Consigne 1:
D'après l'extrait sur l'ONDIF, pourquoi l'orchestre a-t-il diffusé les concerts du second confinement en direct depuis des scènes franciliennes ? Répondez en une à trois phrases.
Consigne 2:
Selon l'extrait sur l'ONDIF, combien de concerts en ligne l'orchestre a-t-il pu proposer dès la fin du premier confinement ?
Consigne 3:
Transcrivez sans rien changer un passage de l'extrait sur l'ONDIF : commencez aux mots « Quelle stratégie numérique » et arrêtez-vous après « de la région. ».

Extrait du document:
○ ○ ○ ○

Quelle stratégie numérique avez-vous mis en place pour poursuivre la mission de l’ONDIF durant la crise ?

Nos musiciens se sont produits individuellement, sous des formes adaptées, dans le milieu social et hospitalier de la région.

L’Orchestre National d’Île-de-France (ONDIF) est un orchestre de proximité unique dans son fonctionnement de diffusion régionale au plus près des Franciliens : il donne quelques 100 concerts par an, fréquente une soixantaine de salles en Ile de France et est résident à la Philharmonie de Paris. Il effectue un travail poussé en matière d’actions culturelles, majoritairement participatives, destinées aux enfants et à l’égard des publics éloignés sur l’ensemble du territoire francilien. Il nous était donc vital d’utiliser toutes les solutions numériques pour maintenir tant que possible l’activité, le lien avec le public et aussi l’action culturelle qui fait partie de nos missions. Lors du premier confinement, nous avons d’abord proposé des concerts d’archive et imaginé une programmation quotidienne pour chaque âge : concerts tout public, concerts pour enfants, créations de reportages avec les adolescents que nous avons pu solliciter à distance en lieu et place des restitutions prévues, etc.

Dès la fin du premier confinement, grâce à notre studio d’enregistrement « Le Studio », nous avons pu proposer quatre concerts en ligne. Entre la fin du premier confinement et l’été, l’orchestre a pu se produire en public une fois au Château de Fontainebleau (77), pour les soignants du département. Nos musiciens se sont également produits en musique de chambre, sous des formes adaptées, dans le milieu social et hospitalier de la région dont les EPAHD dans le cadre des opérations organisées par la région et le Ministère de la culture.

Le directeur musical de l’ONDIF, Case Scaglione - © Christophe Urbain
Le directeur musical de l’ONDIF, Case Scaglione - © Christophe Urbain

Par la suite, l’Orchestre a pu débuter sa saison, se produire en Ile-de-France et à la Philharmonie de Paris. Lors du second confinement, nous avons diffusé des concerts en direct et avons pour cela impliqué les salles franciliennes dans lesquelles l’orchestre devait se produire : les concerts donnés en direct, sont chacun précédés d’une conférence (« Clef d’écoute ») qui guide le spectateur à la découverte des œuvres. Les concerts ont eu lieu en direct de l’Opéra de Massy, du centre culturel de Villeparisis, de Meaux … L’enregistrement de ces concerts sur des scènes franciliennes renforce notre lien régional, et permet par le cross-postage (diffusion simultanée sur les réseaux des scènes concernées) de toucher le public des concerts annulés : le spectateur est accueilli par un présentateur entouré de quelques musiciens de l’Orchestre. Nous avons aussi conçu un « voyage dans les œuvres » en utilisant les outils numériques sur les concerts déjà enregistrés.

Ces nouveaux formats de « diffusion augmentée » ne remplacent évidemment par le concert : ils permettent de créer un lien différent. Nous avons souhaité saisir ces moments de contraintes pour imaginer autrement la rencontre avec le public et tenté des expériences immersives qui seront certainement reprises.

○ ○ ○ ○

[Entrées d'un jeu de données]

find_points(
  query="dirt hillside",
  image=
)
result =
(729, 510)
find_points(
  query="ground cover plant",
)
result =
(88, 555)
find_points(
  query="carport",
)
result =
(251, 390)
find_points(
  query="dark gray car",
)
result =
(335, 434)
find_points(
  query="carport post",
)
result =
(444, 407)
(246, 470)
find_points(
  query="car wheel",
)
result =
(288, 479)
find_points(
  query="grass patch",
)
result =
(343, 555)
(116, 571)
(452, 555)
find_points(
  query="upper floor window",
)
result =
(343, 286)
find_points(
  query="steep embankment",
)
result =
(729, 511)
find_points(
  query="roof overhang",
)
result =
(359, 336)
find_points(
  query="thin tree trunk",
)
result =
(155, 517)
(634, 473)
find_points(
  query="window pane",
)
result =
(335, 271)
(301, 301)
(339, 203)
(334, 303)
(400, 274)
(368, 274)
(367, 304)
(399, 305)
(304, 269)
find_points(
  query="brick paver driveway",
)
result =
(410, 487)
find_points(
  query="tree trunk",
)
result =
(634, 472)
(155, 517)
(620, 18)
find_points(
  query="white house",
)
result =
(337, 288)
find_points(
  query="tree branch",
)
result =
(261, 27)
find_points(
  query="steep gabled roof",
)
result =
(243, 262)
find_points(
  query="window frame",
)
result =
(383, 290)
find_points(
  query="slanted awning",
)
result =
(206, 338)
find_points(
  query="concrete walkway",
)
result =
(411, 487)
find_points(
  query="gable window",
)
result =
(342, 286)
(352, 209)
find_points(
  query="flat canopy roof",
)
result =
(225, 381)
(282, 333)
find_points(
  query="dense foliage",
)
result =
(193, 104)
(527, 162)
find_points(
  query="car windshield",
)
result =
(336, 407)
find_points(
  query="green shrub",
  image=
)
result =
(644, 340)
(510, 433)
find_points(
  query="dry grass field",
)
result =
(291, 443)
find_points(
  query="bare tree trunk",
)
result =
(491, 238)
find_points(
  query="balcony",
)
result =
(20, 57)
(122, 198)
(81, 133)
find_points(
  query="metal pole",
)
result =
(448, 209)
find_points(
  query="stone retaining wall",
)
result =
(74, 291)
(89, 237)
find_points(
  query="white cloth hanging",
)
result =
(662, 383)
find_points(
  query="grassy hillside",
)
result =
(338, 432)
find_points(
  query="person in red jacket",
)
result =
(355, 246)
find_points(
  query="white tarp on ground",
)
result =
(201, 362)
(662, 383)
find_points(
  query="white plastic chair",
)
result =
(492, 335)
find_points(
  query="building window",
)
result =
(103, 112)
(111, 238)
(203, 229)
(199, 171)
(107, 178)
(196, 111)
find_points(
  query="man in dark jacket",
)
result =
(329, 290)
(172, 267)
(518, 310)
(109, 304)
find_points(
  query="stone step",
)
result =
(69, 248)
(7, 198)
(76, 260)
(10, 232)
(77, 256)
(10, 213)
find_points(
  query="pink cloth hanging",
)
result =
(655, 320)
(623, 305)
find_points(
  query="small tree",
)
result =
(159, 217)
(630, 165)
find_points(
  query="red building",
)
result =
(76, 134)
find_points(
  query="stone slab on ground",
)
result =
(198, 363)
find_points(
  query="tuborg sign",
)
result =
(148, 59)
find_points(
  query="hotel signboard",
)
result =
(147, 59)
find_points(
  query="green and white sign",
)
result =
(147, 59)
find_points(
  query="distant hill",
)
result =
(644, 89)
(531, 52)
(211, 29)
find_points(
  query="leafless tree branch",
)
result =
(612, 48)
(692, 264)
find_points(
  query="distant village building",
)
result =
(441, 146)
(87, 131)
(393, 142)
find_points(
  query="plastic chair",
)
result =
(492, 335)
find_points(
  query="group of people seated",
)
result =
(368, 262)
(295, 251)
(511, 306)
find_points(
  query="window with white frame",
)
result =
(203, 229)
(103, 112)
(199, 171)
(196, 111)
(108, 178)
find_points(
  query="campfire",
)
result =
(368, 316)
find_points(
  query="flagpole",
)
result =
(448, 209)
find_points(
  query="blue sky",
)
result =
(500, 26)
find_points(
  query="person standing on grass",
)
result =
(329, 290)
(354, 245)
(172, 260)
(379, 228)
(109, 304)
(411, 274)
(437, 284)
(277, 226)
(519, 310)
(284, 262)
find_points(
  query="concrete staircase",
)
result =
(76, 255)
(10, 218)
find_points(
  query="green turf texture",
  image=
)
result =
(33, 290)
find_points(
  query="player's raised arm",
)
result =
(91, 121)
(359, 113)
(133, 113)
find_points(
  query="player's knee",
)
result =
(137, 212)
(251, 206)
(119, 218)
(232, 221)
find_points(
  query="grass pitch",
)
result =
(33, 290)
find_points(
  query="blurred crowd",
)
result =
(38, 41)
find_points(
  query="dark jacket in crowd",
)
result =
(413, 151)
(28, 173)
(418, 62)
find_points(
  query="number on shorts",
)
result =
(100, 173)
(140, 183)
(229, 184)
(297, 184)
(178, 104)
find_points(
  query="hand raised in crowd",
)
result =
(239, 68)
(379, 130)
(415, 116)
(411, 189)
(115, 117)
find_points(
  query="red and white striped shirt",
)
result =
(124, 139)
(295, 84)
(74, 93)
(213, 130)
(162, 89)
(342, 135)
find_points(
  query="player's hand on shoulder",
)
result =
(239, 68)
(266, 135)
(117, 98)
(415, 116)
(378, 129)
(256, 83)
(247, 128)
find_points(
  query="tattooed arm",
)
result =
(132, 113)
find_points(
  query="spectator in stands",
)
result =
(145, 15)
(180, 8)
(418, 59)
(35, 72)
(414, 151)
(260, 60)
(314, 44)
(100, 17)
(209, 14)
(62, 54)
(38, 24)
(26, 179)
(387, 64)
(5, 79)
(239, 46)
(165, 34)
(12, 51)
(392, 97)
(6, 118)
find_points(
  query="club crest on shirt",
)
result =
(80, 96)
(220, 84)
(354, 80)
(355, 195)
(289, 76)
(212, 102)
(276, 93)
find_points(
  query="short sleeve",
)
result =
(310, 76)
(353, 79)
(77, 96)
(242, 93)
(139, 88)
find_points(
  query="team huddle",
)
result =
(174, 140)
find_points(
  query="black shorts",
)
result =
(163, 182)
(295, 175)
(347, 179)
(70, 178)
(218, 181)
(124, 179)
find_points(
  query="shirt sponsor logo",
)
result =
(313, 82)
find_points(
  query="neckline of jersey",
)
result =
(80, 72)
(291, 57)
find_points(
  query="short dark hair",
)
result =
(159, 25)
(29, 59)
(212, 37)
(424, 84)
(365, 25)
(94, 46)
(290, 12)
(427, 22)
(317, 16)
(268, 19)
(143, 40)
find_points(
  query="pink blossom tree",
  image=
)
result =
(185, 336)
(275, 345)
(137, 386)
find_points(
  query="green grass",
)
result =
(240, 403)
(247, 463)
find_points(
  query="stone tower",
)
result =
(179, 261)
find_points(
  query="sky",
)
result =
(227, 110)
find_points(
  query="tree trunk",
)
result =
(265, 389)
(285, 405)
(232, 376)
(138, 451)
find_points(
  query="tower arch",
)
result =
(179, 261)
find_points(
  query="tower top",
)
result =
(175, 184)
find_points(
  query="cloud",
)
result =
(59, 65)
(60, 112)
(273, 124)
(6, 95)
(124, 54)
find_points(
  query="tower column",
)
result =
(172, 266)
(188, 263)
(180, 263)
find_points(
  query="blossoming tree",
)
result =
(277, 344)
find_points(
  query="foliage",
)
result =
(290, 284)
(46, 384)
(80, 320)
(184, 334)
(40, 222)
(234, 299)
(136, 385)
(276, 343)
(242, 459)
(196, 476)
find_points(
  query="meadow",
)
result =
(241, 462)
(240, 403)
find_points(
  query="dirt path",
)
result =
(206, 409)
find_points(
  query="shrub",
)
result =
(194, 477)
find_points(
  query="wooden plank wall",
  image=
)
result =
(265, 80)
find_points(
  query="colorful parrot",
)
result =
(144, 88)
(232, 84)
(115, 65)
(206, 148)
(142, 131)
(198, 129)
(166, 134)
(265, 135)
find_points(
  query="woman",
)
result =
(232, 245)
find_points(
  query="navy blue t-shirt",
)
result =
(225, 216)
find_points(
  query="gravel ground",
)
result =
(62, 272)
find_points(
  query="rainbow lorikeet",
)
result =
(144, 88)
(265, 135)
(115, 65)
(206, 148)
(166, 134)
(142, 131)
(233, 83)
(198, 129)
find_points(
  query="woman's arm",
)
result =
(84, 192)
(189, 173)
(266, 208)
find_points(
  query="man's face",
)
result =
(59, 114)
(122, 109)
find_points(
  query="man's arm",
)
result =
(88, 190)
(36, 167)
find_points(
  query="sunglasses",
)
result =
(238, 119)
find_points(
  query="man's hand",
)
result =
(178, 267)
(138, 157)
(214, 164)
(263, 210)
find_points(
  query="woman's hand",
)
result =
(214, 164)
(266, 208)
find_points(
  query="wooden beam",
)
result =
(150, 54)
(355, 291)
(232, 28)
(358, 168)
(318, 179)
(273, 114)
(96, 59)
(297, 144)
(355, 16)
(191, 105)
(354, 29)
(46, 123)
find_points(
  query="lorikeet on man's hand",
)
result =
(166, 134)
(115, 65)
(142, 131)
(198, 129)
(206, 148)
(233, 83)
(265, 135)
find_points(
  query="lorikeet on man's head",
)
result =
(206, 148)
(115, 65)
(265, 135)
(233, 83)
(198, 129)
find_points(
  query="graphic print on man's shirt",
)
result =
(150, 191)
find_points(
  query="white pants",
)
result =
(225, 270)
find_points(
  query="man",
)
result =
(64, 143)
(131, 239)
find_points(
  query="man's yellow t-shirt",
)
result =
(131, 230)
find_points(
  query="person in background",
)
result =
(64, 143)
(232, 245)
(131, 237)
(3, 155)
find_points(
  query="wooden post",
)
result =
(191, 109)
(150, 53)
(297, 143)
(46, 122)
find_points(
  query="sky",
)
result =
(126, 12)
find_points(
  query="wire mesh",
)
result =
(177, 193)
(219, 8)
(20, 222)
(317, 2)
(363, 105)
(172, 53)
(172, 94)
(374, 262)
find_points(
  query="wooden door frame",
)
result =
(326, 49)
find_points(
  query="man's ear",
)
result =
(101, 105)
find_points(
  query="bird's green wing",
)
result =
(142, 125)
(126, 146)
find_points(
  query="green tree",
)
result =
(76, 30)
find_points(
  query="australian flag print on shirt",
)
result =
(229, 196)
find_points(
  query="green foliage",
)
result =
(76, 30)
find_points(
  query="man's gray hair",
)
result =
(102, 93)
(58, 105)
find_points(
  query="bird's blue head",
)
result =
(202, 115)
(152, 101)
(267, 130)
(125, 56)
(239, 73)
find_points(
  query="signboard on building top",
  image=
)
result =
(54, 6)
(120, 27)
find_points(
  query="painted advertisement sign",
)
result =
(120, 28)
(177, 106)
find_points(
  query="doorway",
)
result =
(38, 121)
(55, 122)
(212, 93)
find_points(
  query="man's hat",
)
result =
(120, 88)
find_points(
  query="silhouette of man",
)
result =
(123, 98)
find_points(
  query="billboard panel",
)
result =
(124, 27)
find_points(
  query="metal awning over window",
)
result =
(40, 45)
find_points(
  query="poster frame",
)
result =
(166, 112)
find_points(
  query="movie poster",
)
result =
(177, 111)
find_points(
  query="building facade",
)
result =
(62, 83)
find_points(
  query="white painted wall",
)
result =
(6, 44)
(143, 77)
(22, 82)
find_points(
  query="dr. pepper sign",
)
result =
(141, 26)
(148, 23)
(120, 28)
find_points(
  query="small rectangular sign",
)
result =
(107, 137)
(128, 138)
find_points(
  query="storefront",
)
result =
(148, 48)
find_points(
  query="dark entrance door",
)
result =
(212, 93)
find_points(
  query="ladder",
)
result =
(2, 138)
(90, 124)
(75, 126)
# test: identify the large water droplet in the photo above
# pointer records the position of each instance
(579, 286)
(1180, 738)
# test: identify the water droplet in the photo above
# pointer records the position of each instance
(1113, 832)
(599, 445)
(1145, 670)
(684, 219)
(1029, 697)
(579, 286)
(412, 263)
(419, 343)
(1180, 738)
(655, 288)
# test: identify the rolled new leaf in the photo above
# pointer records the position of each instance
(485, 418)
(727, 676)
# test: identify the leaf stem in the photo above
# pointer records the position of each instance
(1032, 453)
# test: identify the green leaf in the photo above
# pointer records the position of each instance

○ ○ ○ ○

Corrigé détaillé 1:
L'enregistrement de ces concerts sur des scènes franciliennes renforce le lien régional de l'orchestre. Il permet aussi, par le cross-postage, c'est-à-dire la diffusion simultanée sur les réseaux des scènes concernées, de toucher le public des concerts annulés.

Corrigé détaillé 2:
Quatre concerts en ligne.

Corrigé détaillé 3:
Quelle stratégie numérique avez-vous mis en place pour poursuivre la mission de l’ONDIF durant la crise ?

Nos musiciens se sont produits individuellement, sous des formes adaptées, dans le milieu social et hospitalier de la région.